§ Given records
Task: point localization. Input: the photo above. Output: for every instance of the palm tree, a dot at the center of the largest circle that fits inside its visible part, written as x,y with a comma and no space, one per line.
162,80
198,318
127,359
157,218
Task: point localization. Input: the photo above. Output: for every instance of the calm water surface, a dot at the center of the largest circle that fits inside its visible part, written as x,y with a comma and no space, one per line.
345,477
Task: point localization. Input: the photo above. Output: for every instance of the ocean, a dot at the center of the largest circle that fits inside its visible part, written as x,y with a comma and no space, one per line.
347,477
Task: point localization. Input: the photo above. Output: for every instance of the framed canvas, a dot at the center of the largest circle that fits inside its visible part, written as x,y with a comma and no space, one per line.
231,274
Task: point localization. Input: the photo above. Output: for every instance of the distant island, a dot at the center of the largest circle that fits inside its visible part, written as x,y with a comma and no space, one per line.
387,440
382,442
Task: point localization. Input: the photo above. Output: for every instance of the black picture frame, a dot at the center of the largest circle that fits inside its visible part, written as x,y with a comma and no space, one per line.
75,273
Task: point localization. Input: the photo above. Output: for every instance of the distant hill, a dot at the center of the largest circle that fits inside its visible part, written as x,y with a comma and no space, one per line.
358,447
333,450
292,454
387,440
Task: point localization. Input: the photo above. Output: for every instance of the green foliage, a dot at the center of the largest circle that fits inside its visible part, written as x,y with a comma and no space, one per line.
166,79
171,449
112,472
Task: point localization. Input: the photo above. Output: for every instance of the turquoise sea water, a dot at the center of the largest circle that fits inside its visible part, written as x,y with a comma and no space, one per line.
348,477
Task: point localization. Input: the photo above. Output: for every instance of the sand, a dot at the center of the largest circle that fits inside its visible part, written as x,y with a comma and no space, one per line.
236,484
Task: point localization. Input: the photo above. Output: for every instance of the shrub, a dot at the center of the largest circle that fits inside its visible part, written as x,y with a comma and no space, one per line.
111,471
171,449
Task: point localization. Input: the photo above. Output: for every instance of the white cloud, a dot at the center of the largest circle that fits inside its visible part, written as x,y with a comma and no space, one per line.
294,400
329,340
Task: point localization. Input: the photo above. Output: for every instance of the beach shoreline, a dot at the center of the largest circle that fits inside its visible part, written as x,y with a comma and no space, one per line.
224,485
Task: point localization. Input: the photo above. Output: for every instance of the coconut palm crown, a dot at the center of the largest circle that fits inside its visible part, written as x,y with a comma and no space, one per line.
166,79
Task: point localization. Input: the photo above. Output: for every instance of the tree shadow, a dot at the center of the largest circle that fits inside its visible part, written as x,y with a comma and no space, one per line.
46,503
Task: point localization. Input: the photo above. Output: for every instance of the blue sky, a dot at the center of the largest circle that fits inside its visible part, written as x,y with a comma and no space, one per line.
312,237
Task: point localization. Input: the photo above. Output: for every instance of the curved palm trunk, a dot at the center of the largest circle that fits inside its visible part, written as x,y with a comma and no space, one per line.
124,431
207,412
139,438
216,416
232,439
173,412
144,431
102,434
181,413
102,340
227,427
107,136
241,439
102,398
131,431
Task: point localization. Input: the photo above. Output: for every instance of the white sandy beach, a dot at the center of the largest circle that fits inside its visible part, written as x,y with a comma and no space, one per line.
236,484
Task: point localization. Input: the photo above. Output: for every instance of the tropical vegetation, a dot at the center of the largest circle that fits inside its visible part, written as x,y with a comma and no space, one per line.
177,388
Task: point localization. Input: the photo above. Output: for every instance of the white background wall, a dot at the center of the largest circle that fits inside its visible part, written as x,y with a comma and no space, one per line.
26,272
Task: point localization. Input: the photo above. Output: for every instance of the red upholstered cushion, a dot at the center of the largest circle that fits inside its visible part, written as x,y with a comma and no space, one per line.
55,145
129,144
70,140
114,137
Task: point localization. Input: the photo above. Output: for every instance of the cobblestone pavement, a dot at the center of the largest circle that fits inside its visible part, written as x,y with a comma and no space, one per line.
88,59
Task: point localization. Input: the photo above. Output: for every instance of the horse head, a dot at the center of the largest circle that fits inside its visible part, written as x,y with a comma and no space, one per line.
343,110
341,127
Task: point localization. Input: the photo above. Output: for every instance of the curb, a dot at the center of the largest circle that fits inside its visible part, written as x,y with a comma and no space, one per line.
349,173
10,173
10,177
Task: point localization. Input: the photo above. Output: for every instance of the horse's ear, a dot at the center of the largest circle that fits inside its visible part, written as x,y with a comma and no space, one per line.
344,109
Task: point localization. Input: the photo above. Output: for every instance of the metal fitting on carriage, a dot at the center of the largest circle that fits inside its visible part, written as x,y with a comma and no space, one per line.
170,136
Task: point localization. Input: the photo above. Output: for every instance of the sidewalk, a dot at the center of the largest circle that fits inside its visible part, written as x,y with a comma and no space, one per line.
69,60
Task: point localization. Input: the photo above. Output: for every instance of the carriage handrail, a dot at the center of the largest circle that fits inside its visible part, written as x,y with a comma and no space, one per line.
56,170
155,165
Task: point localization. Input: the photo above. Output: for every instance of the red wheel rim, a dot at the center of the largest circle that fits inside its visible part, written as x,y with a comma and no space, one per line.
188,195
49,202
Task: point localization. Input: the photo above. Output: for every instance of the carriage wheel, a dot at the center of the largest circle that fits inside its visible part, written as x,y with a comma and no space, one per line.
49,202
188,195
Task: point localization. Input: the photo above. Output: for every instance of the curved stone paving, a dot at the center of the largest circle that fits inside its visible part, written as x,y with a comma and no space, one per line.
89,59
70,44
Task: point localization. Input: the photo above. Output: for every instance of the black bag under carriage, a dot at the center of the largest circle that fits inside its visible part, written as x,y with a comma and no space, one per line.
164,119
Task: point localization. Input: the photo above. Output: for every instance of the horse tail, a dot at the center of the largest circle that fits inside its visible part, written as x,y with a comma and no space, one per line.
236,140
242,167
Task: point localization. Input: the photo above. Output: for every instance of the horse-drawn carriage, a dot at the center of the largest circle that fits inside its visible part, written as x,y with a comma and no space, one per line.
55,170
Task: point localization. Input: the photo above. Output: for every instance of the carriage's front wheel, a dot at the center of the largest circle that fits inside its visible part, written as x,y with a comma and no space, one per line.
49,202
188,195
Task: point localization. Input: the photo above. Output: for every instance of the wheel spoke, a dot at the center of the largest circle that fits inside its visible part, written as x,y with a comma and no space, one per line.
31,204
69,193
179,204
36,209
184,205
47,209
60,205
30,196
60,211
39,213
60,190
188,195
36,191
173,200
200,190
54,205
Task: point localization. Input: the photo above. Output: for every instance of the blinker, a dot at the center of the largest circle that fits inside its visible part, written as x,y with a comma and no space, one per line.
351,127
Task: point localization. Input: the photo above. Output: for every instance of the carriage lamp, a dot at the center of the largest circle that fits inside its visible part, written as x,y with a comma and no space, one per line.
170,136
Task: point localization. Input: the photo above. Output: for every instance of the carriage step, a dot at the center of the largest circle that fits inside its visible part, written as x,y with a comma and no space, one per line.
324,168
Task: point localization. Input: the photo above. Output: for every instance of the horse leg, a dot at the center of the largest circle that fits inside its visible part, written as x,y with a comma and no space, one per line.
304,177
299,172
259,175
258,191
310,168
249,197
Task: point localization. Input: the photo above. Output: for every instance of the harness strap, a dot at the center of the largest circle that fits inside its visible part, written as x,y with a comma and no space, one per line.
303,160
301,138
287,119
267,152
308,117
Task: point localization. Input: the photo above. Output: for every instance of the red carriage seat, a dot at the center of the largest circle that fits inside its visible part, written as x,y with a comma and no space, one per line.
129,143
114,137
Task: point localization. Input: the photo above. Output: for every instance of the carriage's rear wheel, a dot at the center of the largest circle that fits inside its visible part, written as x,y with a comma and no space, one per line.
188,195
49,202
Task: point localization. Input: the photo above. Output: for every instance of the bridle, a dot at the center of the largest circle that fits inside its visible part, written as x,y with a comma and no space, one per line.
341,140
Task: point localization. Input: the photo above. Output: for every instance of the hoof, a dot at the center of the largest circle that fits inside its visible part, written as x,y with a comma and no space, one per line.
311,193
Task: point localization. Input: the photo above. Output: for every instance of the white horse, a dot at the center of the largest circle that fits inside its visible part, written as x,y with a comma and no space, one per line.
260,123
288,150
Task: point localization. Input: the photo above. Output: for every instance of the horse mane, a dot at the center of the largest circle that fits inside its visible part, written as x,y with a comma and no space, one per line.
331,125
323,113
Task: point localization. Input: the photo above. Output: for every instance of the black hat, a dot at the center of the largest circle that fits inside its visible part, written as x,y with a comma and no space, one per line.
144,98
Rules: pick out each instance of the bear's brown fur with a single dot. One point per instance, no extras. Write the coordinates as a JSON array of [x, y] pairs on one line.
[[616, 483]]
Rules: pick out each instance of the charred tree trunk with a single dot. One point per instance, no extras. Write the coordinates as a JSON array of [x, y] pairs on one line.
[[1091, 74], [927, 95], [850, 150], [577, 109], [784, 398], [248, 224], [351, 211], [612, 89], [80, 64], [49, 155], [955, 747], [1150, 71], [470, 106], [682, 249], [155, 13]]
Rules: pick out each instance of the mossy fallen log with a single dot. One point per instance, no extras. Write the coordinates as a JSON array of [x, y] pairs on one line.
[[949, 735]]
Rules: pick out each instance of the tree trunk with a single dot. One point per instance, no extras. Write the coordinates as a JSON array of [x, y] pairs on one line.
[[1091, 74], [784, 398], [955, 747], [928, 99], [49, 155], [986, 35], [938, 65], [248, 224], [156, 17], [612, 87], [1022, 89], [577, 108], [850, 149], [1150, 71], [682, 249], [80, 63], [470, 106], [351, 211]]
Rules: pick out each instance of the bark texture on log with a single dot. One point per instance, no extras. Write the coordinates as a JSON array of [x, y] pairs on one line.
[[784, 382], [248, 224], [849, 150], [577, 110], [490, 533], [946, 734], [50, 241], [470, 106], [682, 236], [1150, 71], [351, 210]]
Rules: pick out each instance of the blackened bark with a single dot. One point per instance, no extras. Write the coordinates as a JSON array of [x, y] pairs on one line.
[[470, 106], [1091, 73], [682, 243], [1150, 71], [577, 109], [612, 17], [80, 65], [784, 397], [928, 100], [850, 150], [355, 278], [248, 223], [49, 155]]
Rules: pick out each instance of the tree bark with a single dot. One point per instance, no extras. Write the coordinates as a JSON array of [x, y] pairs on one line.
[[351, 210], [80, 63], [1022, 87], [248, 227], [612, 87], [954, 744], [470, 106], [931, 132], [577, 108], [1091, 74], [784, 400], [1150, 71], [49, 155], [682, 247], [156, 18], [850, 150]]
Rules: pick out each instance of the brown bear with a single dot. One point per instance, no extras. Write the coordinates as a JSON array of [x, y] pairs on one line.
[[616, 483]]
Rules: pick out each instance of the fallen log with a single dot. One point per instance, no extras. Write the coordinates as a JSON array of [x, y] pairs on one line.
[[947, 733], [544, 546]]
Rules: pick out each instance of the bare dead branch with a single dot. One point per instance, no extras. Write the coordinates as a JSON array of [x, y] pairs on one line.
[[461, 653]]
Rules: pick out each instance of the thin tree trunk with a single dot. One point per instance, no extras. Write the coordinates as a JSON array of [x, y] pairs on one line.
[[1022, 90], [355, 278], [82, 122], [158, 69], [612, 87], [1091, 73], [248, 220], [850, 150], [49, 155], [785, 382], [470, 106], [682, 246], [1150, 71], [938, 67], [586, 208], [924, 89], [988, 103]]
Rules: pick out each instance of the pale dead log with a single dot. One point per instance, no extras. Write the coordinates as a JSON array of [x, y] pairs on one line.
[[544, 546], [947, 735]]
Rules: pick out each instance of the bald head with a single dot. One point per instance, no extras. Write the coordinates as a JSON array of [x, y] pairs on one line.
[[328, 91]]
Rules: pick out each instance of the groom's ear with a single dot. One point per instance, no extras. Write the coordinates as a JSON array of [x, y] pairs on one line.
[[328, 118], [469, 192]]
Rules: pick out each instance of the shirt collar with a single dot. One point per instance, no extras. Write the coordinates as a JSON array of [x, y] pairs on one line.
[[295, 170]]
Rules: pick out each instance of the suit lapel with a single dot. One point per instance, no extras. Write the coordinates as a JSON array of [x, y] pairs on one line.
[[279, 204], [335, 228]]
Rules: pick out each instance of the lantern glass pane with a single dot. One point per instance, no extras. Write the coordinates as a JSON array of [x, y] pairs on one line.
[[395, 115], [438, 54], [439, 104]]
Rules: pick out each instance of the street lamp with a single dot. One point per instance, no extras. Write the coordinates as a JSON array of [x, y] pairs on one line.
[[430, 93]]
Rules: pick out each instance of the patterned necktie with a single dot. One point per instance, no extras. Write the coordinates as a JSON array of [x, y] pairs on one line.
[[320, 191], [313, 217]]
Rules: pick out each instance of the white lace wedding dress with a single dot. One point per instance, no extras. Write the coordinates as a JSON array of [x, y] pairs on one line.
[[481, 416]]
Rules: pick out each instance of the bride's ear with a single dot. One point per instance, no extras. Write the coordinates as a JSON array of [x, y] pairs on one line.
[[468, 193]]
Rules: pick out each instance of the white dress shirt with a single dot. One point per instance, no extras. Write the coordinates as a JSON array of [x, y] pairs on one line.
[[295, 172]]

§ Exercise objective
Rescale the stretch of the material from the line containing "Rules: pick out each instance of the bald" through the line containing "[[430, 93]]", both ends included, and output only those lines. Copy every request unchanged, and multiply each coordinate in the answers by 1.15, rounding to whole numbers with halves rounded up.

§ Exercise solution
Rules: pick out each instance of the bald head with a single dot. One point per instance, no extras. Write the coordinates as a JSON array of [x, y] pairs on one line.
[[377, 105]]
Rules: pick out each instance of the groom's ear with a single dot. One point per instance, no extras. Write the coordinates as a JSON array of [x, y] pairs on one line.
[[377, 136], [539, 221]]
Rules: pick out each instance of the shirt collar with a single dot. One point per instance, no extras. Write the coordinates as a JSON array of [x, y] pairs on one line.
[[339, 196]]
Rules: pick out each instance of the suit lapel with a single dot. One point per instance, no extras. Write the coordinates as a JSON array of [x, y] pairs on one line.
[[321, 235], [385, 262]]
Rules: pick out each instance of the lantern glass pane with a single dot. One point per instance, no extras. Write the coordinates as a JSON array of [x, y] pairs on one line.
[[454, 132], [504, 62], [505, 120]]
Rules: pick out each instance of the street lamp with a single dot. One point per instance, no extras. Write the coordinates as a JSON array of [x, y] pairs on one line.
[[495, 107]]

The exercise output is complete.